Source records:
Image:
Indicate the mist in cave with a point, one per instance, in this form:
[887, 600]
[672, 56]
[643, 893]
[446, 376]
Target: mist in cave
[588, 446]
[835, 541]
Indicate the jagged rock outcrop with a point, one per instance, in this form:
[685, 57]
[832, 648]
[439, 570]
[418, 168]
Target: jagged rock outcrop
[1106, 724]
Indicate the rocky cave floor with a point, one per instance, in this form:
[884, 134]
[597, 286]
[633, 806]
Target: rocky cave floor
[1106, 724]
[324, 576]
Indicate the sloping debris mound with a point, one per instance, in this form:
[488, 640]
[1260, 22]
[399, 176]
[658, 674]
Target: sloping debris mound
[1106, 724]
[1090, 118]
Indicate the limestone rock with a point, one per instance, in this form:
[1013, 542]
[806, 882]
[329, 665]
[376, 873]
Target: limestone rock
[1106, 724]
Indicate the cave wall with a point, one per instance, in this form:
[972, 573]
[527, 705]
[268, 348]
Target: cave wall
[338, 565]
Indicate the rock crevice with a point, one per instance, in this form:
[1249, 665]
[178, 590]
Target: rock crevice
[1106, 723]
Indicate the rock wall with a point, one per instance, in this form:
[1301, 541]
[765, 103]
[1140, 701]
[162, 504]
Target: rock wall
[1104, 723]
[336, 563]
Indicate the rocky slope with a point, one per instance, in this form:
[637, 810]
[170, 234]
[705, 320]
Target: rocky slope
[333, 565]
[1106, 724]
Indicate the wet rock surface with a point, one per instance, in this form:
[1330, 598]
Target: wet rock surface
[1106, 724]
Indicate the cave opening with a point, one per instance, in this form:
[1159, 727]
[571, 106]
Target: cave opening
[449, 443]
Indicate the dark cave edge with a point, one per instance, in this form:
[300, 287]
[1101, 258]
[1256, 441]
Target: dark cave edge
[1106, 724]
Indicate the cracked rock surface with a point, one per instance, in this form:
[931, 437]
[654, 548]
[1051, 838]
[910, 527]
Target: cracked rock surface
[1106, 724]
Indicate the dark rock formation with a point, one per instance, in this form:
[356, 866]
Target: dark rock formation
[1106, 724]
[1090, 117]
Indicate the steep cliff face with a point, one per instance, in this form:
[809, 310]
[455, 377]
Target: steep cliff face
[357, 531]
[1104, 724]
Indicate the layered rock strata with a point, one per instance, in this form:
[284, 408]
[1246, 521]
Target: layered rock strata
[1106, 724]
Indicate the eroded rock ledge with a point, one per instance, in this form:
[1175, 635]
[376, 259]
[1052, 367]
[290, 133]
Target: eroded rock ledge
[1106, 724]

Your goal:
Write out all the entries above again, substituting "Mark" for every occurrence of "Indicate" and changing nothing else.

Exercise output:
Image:
Mark the mist in cave with a point, one per instance, in this form:
[887, 600]
[672, 56]
[643, 893]
[446, 376]
Target: mist in cave
[588, 446]
[835, 541]
Mark the jagged rock outcrop with a point, one per instance, in this form:
[685, 57]
[832, 648]
[439, 570]
[418, 168]
Target: jagged rock outcrop
[1106, 724]
Mark the rocky cave floor with a point, one per instance, in this form:
[884, 134]
[597, 286]
[633, 806]
Target: rocky cave floor
[1106, 724]
[324, 576]
Mark the sloping debris mound with a point, one per instance, in this form:
[488, 640]
[1260, 22]
[399, 176]
[658, 674]
Target: sloping debris mound
[1106, 724]
[1090, 118]
Mark the limestone rock with a point, one per instance, in this form:
[1013, 542]
[806, 882]
[329, 665]
[376, 873]
Target: limestone rock
[1106, 724]
Mark the cave wall with a point, one per instance, in this form:
[972, 573]
[527, 705]
[268, 348]
Target: cave wall
[338, 565]
Mark the rock crevice with a point, one per instance, in this form:
[1249, 665]
[178, 590]
Target: rock crevice
[1106, 723]
Mark the rock wall with a point, one per instance, in this form:
[1301, 541]
[765, 103]
[1140, 701]
[162, 504]
Target: rock wall
[1104, 723]
[336, 563]
Mark the rocky slope with a point, one per instance, in this form:
[637, 810]
[170, 234]
[705, 320]
Target: rocky slope
[333, 565]
[1106, 724]
Mark the wet rock surface with a point, one per instance, in this form:
[1330, 598]
Target: wet rock surface
[1106, 724]
Mark the cave opening with a point, one per instance, in this form:
[1159, 727]
[571, 106]
Target: cave opening
[449, 443]
Mark the dark cave edge with a point, one per instance, in this form:
[300, 287]
[1101, 258]
[1256, 441]
Target: dark cave edge
[1106, 724]
Mark the cracked rock surface with a point, one per instance, in this form:
[931, 437]
[654, 548]
[1051, 838]
[910, 527]
Target: cracked rock surface
[1106, 724]
Mark the dark rock formation with a point, one per instance, in this form:
[356, 866]
Target: dark rock formation
[1106, 724]
[1090, 117]
Mark the steep cliff face with a point, one per instance, in this form:
[809, 310]
[455, 377]
Target: steep cliff face
[357, 531]
[1104, 724]
Mark the layered rock strata with a point, one per instance, in this form:
[284, 408]
[1246, 521]
Target: layered rock strata
[1106, 724]
Mark the eroded rock ledge with a point, one per instance, in this form:
[1175, 635]
[376, 259]
[1052, 367]
[290, 133]
Target: eroded rock ledge
[1106, 724]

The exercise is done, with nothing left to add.